Quote the whole listing verbatim.

------

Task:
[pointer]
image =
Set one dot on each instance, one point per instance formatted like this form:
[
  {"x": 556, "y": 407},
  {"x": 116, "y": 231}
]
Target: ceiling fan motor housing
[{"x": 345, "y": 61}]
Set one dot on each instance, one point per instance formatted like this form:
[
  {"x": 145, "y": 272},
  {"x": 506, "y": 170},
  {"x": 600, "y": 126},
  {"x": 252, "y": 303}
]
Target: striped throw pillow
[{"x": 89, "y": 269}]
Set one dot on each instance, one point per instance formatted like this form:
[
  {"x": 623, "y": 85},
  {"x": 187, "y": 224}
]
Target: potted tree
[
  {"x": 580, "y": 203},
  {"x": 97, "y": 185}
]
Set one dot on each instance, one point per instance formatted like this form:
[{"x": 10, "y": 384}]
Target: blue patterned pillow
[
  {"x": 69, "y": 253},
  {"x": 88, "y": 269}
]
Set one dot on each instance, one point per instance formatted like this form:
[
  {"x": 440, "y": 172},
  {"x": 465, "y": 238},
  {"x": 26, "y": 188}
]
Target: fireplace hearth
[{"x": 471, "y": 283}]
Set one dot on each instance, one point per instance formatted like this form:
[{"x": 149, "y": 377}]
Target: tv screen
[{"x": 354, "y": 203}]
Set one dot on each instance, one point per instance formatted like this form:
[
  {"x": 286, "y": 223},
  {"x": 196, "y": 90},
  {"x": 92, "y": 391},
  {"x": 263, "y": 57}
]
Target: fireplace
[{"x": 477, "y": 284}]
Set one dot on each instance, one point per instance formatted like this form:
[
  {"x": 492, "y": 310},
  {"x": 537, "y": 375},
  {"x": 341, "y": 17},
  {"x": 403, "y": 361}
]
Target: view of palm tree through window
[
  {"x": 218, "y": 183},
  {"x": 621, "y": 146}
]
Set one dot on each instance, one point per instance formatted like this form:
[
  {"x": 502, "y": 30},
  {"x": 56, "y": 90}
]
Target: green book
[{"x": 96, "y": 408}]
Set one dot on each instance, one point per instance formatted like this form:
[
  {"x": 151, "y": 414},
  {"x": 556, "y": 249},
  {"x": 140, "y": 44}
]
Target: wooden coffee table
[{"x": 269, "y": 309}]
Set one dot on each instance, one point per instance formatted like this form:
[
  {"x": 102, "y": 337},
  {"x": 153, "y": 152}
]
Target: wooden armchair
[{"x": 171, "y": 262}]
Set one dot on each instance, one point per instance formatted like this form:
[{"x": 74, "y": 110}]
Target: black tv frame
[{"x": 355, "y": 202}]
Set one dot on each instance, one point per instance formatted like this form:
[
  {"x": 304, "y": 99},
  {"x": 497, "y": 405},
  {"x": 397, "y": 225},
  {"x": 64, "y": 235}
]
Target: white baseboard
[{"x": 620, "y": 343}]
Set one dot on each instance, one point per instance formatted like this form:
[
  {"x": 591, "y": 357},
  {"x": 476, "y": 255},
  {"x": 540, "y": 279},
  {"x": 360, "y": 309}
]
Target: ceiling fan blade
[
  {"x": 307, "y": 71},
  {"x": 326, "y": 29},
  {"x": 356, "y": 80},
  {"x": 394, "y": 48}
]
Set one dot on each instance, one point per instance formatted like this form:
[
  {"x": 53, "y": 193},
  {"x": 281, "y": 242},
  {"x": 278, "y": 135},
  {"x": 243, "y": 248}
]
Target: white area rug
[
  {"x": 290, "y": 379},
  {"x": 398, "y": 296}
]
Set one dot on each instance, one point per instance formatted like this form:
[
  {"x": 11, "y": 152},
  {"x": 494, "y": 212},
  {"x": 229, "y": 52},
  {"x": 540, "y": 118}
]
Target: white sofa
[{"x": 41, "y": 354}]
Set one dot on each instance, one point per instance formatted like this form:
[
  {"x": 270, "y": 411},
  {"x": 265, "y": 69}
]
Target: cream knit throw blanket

------

SOLVED EXERCISE:
Task:
[pointer]
image =
Set one dot on each instance, one point per instance formatted like this form:
[
  {"x": 556, "y": 407},
  {"x": 116, "y": 231}
]
Target: ceiling fan motor housing
[{"x": 345, "y": 61}]
Set one dot on each instance, one point per instance formatted like this form:
[
  {"x": 145, "y": 272},
  {"x": 506, "y": 170},
  {"x": 600, "y": 126},
  {"x": 252, "y": 303}
]
Target: striped throw pillow
[{"x": 89, "y": 269}]
Set one dot on each instance, one point per instance formatted like this form:
[
  {"x": 623, "y": 85},
  {"x": 187, "y": 224}
]
Target: potted tree
[
  {"x": 580, "y": 203},
  {"x": 97, "y": 185}
]
Set one dot on each instance, one point per instance formatted like this form:
[{"x": 10, "y": 384}]
Target: blue patterned pillow
[
  {"x": 69, "y": 253},
  {"x": 88, "y": 269}
]
Set one dot on each instance, one point per instance formatted like this form:
[
  {"x": 440, "y": 172},
  {"x": 465, "y": 238},
  {"x": 26, "y": 188}
]
Target: fireplace hearth
[{"x": 471, "y": 283}]
Set one dot on each instance, one point per instance formatted like this form:
[{"x": 149, "y": 377}]
Target: tv screen
[{"x": 354, "y": 203}]
Set one dot on each instance, one point per instance formatted like this form:
[
  {"x": 286, "y": 223},
  {"x": 196, "y": 90},
  {"x": 92, "y": 391},
  {"x": 263, "y": 57}
]
Target: fireplace
[{"x": 477, "y": 284}]
Set one dot on each instance, one point per instance formatted like this form:
[
  {"x": 492, "y": 310},
  {"x": 537, "y": 375},
  {"x": 341, "y": 17},
  {"x": 403, "y": 361}
]
Target: view of palm tree through window
[
  {"x": 218, "y": 183},
  {"x": 621, "y": 146}
]
Set one dot on each instance, one point per instance formatted like this form:
[
  {"x": 502, "y": 30},
  {"x": 56, "y": 90}
]
Target: green book
[{"x": 96, "y": 408}]
Set one dot on each instance, one point per instance formatted like this form:
[
  {"x": 151, "y": 414},
  {"x": 556, "y": 249},
  {"x": 140, "y": 44}
]
Target: wooden coffee table
[{"x": 269, "y": 309}]
Set one dot on each instance, one point per instance formatted like this form:
[
  {"x": 102, "y": 337},
  {"x": 153, "y": 152}
]
Target: wooden armchair
[{"x": 171, "y": 262}]
Set one dot on each instance, one point per instance formatted like this form:
[{"x": 74, "y": 110}]
Target: black tv frame
[{"x": 355, "y": 202}]
Set one dot on each instance, one point per instance formatted like this form:
[
  {"x": 304, "y": 99},
  {"x": 497, "y": 405},
  {"x": 397, "y": 225},
  {"x": 64, "y": 235}
]
Target: white baseboard
[{"x": 620, "y": 343}]
Set one dot on each instance, one point per instance formatted like this form:
[
  {"x": 591, "y": 357},
  {"x": 476, "y": 255},
  {"x": 540, "y": 279},
  {"x": 360, "y": 309}
]
Target: ceiling fan blade
[
  {"x": 307, "y": 71},
  {"x": 326, "y": 29},
  {"x": 356, "y": 80},
  {"x": 394, "y": 48}
]
Set one dot on each instance, one point per instance formatted like this form:
[
  {"x": 53, "y": 193},
  {"x": 281, "y": 242},
  {"x": 278, "y": 135},
  {"x": 243, "y": 248}
]
Target: white area rug
[
  {"x": 290, "y": 379},
  {"x": 398, "y": 296}
]
Set one dot on each instance, one point per instance formatted like this form:
[
  {"x": 11, "y": 152},
  {"x": 494, "y": 212},
  {"x": 229, "y": 52},
  {"x": 540, "y": 118}
]
Target: white sofa
[{"x": 41, "y": 354}]
Set one dot on each instance, one point per instance formatted like this form:
[
  {"x": 270, "y": 411},
  {"x": 265, "y": 69}
]
Target: cream knit throw blanket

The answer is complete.